--- start of Record excerpts ---
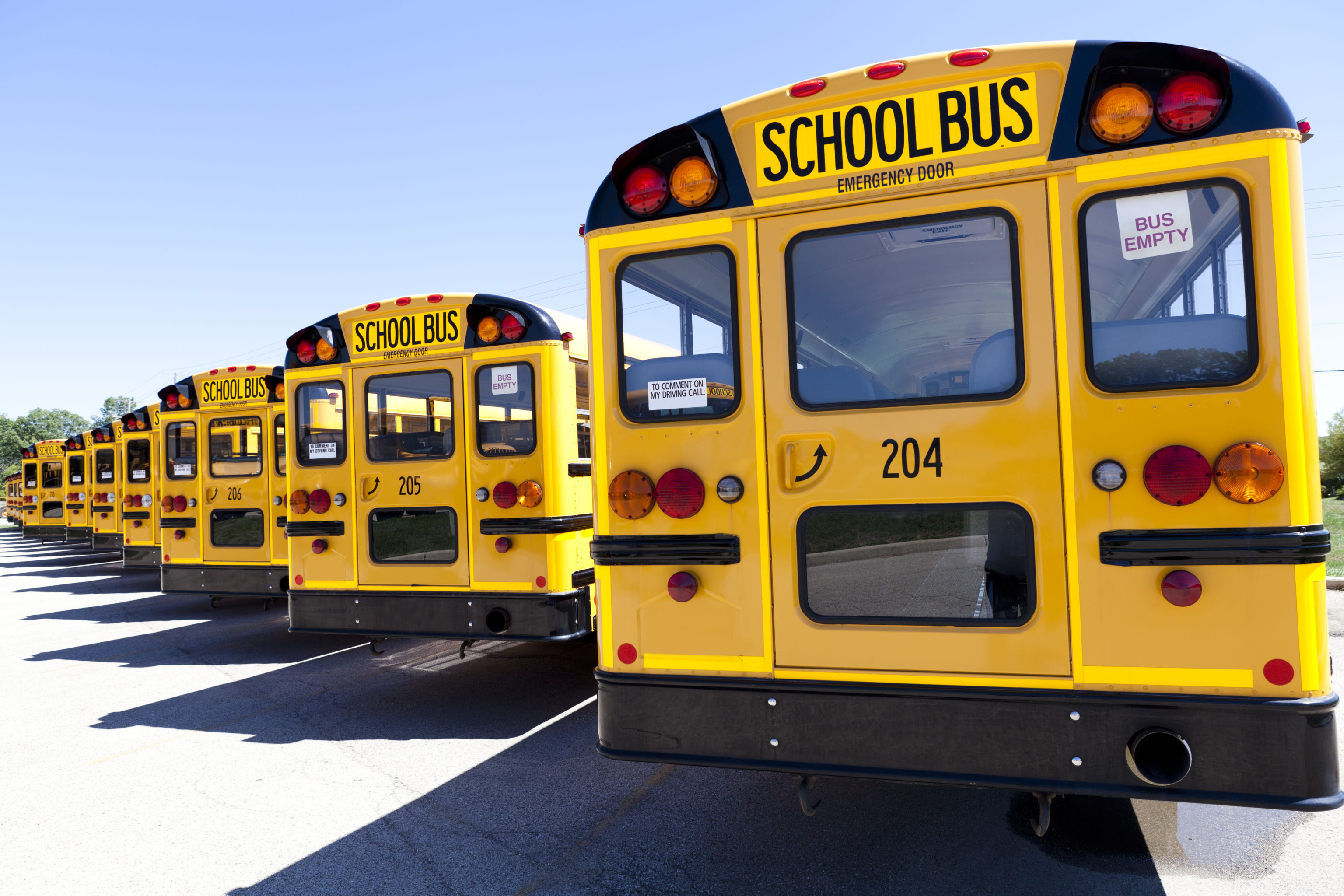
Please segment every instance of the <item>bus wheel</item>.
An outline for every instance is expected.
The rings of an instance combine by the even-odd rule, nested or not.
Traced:
[[[1031,829],[1036,832],[1038,837],[1044,837],[1046,832],[1050,830],[1050,801],[1055,798],[1055,794],[1032,794],[1039,805],[1039,817],[1031,819]]]
[[[816,775],[798,775],[798,805],[802,806],[802,814],[812,817],[817,814],[817,806],[821,801],[812,799],[812,787],[817,783]]]

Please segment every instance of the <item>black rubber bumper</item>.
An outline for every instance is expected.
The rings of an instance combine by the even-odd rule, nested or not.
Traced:
[[[159,567],[165,592],[255,594],[276,596],[289,588],[289,567],[207,567],[169,563]]]
[[[122,544],[121,566],[156,567],[163,564],[164,549],[153,544]]]
[[[499,611],[499,613],[496,613]],[[587,588],[516,591],[289,592],[289,630],[379,638],[570,641],[590,630]]]
[[[597,681],[598,752],[612,759],[1269,809],[1344,802],[1339,695],[1153,697],[602,670]],[[1189,746],[1179,785],[1154,787],[1130,771],[1126,744],[1145,728]]]
[[[120,551],[122,547],[121,532],[94,532],[93,533],[93,549],[94,551]]]

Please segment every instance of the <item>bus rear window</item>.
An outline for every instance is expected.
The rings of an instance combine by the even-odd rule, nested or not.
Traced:
[[[370,461],[453,454],[453,375],[448,371],[371,376],[364,386]]]
[[[1032,528],[1012,504],[813,508],[798,524],[814,622],[1016,626],[1036,607]]]
[[[261,418],[223,416],[210,422],[210,474],[261,476]]]
[[[636,255],[616,277],[621,411],[636,423],[738,406],[737,275],[728,250]]]
[[[1016,239],[997,210],[796,238],[786,253],[794,400],[827,410],[1017,391]]]
[[[1230,386],[1251,375],[1254,279],[1239,184],[1098,196],[1079,231],[1087,371],[1097,386]]]
[[[476,446],[485,457],[536,450],[531,364],[489,364],[476,371]]]
[[[149,481],[149,439],[130,439],[126,442],[126,481]]]
[[[169,423],[164,430],[164,446],[168,478],[196,478],[196,424]]]
[[[340,380],[305,383],[294,399],[298,408],[300,466],[339,466],[345,462],[345,384]]]

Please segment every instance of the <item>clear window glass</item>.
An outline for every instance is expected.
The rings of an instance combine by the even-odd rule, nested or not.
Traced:
[[[814,508],[798,525],[816,622],[1021,625],[1036,607],[1031,517],[1012,504]]]
[[[453,454],[453,375],[448,371],[371,376],[364,384],[370,461]]]
[[[294,398],[298,408],[300,466],[340,466],[345,462],[345,384],[305,383]]]
[[[259,548],[266,544],[266,514],[259,509],[211,510],[210,543],[216,548]]]
[[[368,514],[368,553],[376,563],[453,563],[453,508],[395,508]]]
[[[476,371],[476,446],[485,457],[536,450],[532,365],[489,364]]]
[[[42,462],[42,488],[44,489],[59,489],[62,486],[60,481],[60,461],[43,461]]]
[[[737,275],[720,246],[637,255],[616,277],[620,395],[637,423],[738,406]]]
[[[113,449],[98,449],[93,453],[93,474],[98,484],[112,482],[117,474],[117,453]]]
[[[149,439],[126,442],[126,481],[149,482]]]
[[[1232,181],[1107,193],[1081,218],[1087,368],[1113,392],[1226,386],[1255,369],[1249,222]]]
[[[794,400],[806,408],[1005,398],[1023,380],[1017,230],[996,210],[796,238]]]
[[[288,463],[285,462],[286,446],[285,446],[285,415],[276,415],[276,473],[278,476],[285,476]]]
[[[164,429],[165,473],[169,480],[196,478],[196,424],[169,423]]]
[[[210,476],[261,476],[261,418],[224,416],[210,422]]]

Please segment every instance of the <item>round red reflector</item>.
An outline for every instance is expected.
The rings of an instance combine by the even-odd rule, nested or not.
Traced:
[[[640,165],[625,179],[621,199],[636,215],[652,215],[668,203],[668,179],[653,165]]]
[[[1214,124],[1223,107],[1223,95],[1208,75],[1176,75],[1157,94],[1157,121],[1177,134],[1188,134]]]
[[[493,492],[495,504],[505,510],[517,504],[517,486],[512,482],[500,482]]]
[[[978,66],[981,62],[989,58],[989,51],[984,48],[978,50],[958,50],[948,56],[948,62],[954,66]]]
[[[789,95],[794,99],[801,97],[810,97],[812,94],[821,93],[827,89],[825,78],[808,78],[806,81],[800,81],[798,83],[789,87]]]
[[[863,74],[872,78],[874,81],[886,81],[887,78],[895,78],[905,70],[906,70],[906,63],[891,60],[891,62],[879,62],[875,66],[868,66],[868,70]]]
[[[689,572],[673,572],[672,578],[668,579],[668,596],[677,603],[685,603],[694,598],[699,588],[700,583]]]
[[[1270,660],[1265,664],[1265,681],[1271,685],[1286,685],[1293,680],[1293,664],[1288,660]]]
[[[1203,594],[1204,586],[1199,583],[1199,579],[1193,572],[1187,572],[1185,570],[1175,570],[1168,572],[1163,579],[1163,596],[1167,602],[1177,607],[1188,607],[1189,604],[1199,600],[1199,595]]]
[[[1157,449],[1144,465],[1144,485],[1163,504],[1184,506],[1204,497],[1214,474],[1204,455],[1184,445]]]
[[[313,489],[308,493],[308,506],[313,513],[327,513],[332,509],[332,496],[327,489]]]
[[[657,496],[659,506],[673,520],[695,516],[704,506],[704,482],[681,466],[664,473],[653,493]]]

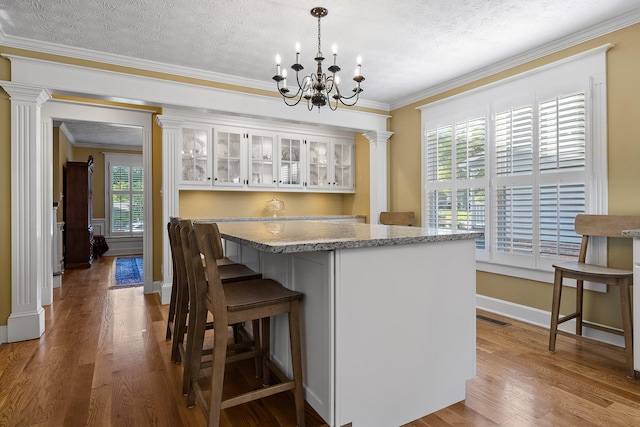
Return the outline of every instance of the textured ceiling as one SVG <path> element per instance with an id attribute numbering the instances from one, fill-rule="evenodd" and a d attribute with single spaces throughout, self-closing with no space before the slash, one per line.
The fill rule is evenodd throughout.
<path id="1" fill-rule="evenodd" d="M 71 143 L 76 146 L 116 145 L 122 148 L 142 149 L 142 128 L 113 123 L 78 120 L 55 121 L 61 126 Z"/>
<path id="2" fill-rule="evenodd" d="M 342 86 L 360 55 L 362 99 L 386 105 L 640 12 L 638 0 L 0 0 L 0 44 L 44 42 L 273 88 L 275 55 L 293 63 L 296 42 L 312 69 L 314 6 L 329 9 L 322 50 L 330 57 L 337 45 Z"/>

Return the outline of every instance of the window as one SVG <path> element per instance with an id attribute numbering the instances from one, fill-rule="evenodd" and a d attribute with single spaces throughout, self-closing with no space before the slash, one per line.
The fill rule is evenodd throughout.
<path id="1" fill-rule="evenodd" d="M 110 237 L 144 231 L 142 156 L 105 153 L 106 216 Z"/>
<path id="2" fill-rule="evenodd" d="M 484 230 L 479 269 L 550 281 L 575 216 L 606 213 L 607 48 L 420 108 L 423 224 Z"/>

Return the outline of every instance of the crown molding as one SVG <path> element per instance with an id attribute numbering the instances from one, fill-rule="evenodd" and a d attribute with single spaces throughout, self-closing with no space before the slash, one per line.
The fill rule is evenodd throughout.
<path id="1" fill-rule="evenodd" d="M 412 95 L 410 97 L 392 101 L 389 104 L 390 111 L 395 110 L 397 108 L 404 107 L 409 104 L 413 104 L 414 102 L 424 101 L 427 98 L 439 95 L 448 90 L 452 90 L 457 87 L 464 86 L 465 84 L 468 84 L 468 83 L 473 83 L 485 77 L 489 77 L 494 74 L 500 73 L 502 71 L 511 69 L 513 67 L 526 64 L 528 62 L 534 61 L 539 58 L 543 58 L 545 56 L 559 52 L 563 49 L 576 46 L 580 43 L 584 43 L 589 40 L 593 40 L 597 37 L 601 37 L 606 34 L 612 33 L 614 31 L 621 30 L 623 28 L 637 24 L 638 22 L 640 22 L 640 8 L 633 12 L 625 14 L 624 16 L 610 19 L 601 24 L 590 27 L 586 30 L 579 31 L 567 37 L 564 37 L 564 38 L 555 40 L 551 43 L 548 43 L 546 45 L 540 46 L 537 49 L 530 50 L 521 55 L 513 56 L 504 61 L 497 62 L 495 64 L 492 64 L 490 66 L 481 68 L 471 73 L 462 75 L 455 79 L 448 80 L 444 83 L 437 84 L 435 86 L 430 87 L 429 89 L 418 92 L 415 95 Z"/>
<path id="2" fill-rule="evenodd" d="M 193 79 L 214 81 L 218 83 L 265 90 L 275 93 L 275 88 L 272 83 L 264 82 L 261 80 L 247 79 L 243 77 L 232 76 L 229 74 L 184 67 L 181 65 L 166 64 L 162 62 L 132 58 L 129 56 L 113 53 L 98 52 L 90 49 L 65 46 L 47 41 L 16 37 L 7 35 L 2 31 L 2 29 L 0 29 L 0 44 L 16 49 L 24 49 L 50 55 L 65 56 L 85 61 L 101 62 L 121 67 L 135 68 L 139 70 L 152 71 Z M 389 104 L 383 102 L 360 100 L 358 101 L 358 106 L 362 108 L 389 111 Z"/>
--- end of Record excerpts ---
Count the lines in the data above that contain the string "item". Reply with only the number.

5